§ **Text block**:
__________
This article was originally published in POLITICO Magazine on February 18, 2014.
Cairo — A confident-looking Abdel Fattah el-Sisi strides across the tarmac at Almaza Air Base, dressed in a blue blazer and his trademark sunglasses. He is not yet Egypt’s head of state, but certainly looks like one: Nabil Fahmy, the foreign minister, trails a few steps behind, half-obscured by the phalanx of military officers around Sisi. The delegation is en route to Russia to discuss a multi-billion dollar arms deal.
The next day in Moscow, a smiling Sisi shakes hands with Vladimir Putin. The Russian president wishes him well. “I know you have decided to run for president. This is a very responsible decision, to take upon yourself responsibility for the fate of the Egyptian people,” he says.
It is Sisi’s first foreign trip since he overthrew President Mohamed Morsi last summer, and it ticks all the boxes: The army chief doffing his uniform, acting like a statesman, shoring up relations with a popular ally.
Except, despite Putin’s good wishes, Sisi hasn’t actually announced a presidential bid yet. For the second time this month, a foreign dignitary got ahead of the army chief. Last week it was Ahmed El-Garallah, the editor of Al-Seyassah, a Kuwaiti newspaper of dubious reliability, who interviewed Sisi at the Defense Ministry and reported that he would run for president, only to have the army deny the story hours later.
__________
§ **Information shown**:

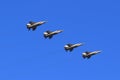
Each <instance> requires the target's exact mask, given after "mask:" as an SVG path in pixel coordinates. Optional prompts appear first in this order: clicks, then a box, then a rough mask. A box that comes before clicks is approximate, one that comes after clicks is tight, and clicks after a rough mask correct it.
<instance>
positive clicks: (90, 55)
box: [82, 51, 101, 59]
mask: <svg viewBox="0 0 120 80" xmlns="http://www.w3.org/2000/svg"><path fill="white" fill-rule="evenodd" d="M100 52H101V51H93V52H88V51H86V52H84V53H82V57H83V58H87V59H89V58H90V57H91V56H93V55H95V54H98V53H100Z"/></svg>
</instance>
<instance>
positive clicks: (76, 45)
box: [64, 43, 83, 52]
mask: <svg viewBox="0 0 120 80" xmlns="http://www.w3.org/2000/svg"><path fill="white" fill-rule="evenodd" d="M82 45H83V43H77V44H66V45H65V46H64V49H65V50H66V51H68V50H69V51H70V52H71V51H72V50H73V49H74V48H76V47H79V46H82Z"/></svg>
__________
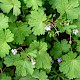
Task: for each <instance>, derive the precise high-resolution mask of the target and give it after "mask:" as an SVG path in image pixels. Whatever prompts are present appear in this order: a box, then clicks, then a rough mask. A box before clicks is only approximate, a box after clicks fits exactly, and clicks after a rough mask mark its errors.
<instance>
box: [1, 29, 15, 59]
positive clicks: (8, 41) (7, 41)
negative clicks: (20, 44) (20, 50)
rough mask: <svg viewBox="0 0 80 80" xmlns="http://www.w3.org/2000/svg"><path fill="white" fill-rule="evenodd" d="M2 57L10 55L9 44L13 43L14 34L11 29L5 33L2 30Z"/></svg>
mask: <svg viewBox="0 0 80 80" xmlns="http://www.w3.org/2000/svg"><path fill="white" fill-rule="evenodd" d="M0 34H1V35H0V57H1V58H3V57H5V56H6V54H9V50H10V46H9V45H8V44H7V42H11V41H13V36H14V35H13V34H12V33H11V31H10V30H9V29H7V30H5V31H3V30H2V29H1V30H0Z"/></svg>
__________
§ **Directions**:
[a] Reproduce the stretch of the Sisi article from "This article was" through "dollar arms deal.".
[b] Answer these questions from the Sisi article:
(i) Who is the foreign minister following a few steps behind Sisi?
(ii) At which air base does Sisi cross the tarmac?
(iii) What newspaper does Ahmed El-Garallah edit?

§ **Answers for the exercise**:
[a]
This article was originally published in POLITICO Magazine on February 18, 2014.
Cairo — A confident-looking Abdel Fattah el-Sisi strides across the tarmac at Almaza Air Base, dressed in a blue blazer and his trademark sunglasses. He is not yet Egypt’s head of state, but certainly looks like one: Nabil Fahmy, the foreign minister, trails a few steps behind, half-obscured by the phalanx of military officers around Sisi. The delegation is en route to Russia to discuss a multi-billion dollar arms deal.

[b]
(i) Nabil Fahmy
(ii) Almaza Air Base
(iii) Al-Seyassah, a Kuwaiti newspaper